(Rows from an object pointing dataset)

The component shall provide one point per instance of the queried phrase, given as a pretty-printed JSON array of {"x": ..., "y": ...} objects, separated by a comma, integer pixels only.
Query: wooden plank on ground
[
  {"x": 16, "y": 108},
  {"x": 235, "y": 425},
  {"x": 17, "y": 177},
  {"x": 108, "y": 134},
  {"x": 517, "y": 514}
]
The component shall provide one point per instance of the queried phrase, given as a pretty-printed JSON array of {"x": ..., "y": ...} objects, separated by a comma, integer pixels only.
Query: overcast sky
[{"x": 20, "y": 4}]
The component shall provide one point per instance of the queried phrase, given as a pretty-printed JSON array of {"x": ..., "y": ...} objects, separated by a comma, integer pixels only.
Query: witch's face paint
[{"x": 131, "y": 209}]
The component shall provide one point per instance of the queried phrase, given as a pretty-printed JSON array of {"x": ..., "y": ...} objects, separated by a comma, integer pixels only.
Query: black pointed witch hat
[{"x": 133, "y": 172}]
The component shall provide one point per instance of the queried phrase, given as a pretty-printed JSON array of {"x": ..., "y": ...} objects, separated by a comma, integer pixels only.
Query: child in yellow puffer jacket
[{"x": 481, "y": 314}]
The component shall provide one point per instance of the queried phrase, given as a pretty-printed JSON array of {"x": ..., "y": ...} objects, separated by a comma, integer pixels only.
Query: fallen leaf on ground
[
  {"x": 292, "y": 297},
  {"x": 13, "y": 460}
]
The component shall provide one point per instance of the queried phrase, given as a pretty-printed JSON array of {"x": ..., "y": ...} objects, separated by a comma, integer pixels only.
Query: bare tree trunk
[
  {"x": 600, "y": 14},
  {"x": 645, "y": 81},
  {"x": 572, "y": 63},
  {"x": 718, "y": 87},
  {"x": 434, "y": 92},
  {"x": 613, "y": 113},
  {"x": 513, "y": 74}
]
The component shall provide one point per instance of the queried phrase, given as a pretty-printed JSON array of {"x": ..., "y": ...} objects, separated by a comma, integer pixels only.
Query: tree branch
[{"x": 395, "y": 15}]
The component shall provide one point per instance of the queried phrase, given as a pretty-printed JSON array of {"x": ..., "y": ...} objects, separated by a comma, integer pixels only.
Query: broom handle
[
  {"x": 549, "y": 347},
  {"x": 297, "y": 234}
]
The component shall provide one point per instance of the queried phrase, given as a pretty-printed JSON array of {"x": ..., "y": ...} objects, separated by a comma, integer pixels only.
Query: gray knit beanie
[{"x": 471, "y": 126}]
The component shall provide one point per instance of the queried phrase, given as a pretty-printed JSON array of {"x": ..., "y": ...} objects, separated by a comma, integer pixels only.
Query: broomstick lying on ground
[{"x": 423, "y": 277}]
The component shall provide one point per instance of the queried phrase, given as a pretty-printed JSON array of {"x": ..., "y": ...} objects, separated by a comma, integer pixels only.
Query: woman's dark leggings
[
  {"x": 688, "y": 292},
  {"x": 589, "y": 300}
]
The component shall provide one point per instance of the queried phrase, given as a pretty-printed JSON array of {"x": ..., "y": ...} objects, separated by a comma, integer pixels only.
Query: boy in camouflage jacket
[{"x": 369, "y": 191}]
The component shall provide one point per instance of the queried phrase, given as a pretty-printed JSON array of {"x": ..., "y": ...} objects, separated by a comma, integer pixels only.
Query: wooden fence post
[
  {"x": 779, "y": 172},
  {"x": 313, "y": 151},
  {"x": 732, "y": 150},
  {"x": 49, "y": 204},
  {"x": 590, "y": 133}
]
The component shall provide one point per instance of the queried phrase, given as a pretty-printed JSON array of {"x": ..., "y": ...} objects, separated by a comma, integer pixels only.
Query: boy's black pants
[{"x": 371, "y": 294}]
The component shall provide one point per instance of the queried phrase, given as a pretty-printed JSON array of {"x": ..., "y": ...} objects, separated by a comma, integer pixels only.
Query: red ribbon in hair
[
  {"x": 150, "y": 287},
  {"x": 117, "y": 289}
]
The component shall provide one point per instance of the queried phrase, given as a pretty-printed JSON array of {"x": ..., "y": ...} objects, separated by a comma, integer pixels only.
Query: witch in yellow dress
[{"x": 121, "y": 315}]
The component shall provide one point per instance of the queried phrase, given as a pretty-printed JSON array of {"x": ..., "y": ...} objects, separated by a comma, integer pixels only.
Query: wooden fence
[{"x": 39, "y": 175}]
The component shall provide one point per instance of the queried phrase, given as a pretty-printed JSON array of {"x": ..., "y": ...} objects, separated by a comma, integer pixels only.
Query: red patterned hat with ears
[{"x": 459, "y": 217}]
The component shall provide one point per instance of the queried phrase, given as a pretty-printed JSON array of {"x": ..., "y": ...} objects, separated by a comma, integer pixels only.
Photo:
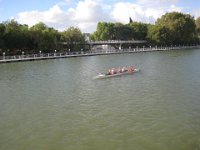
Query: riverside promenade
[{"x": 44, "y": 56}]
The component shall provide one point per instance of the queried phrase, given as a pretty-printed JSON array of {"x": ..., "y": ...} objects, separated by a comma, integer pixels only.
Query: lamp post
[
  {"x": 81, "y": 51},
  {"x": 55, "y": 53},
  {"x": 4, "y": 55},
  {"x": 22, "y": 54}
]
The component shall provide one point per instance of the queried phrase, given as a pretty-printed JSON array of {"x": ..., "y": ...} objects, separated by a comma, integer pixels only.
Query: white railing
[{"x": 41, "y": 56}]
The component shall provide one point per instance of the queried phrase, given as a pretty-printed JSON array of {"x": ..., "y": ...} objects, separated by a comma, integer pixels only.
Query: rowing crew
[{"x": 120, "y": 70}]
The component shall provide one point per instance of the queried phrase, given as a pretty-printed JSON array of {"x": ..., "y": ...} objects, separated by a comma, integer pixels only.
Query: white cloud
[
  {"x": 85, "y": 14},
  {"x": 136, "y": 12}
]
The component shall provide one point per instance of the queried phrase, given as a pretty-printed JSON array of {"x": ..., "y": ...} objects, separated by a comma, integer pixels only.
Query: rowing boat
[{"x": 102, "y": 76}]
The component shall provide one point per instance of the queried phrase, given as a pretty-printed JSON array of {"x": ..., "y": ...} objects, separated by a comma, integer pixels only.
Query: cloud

WHAT TO WORK ON: Locate each line in the records above that contains the string "black", and copy those lines out in full.

EXERCISE OUTPUT:
Query: black pointed witch hat
Query: boy's black pants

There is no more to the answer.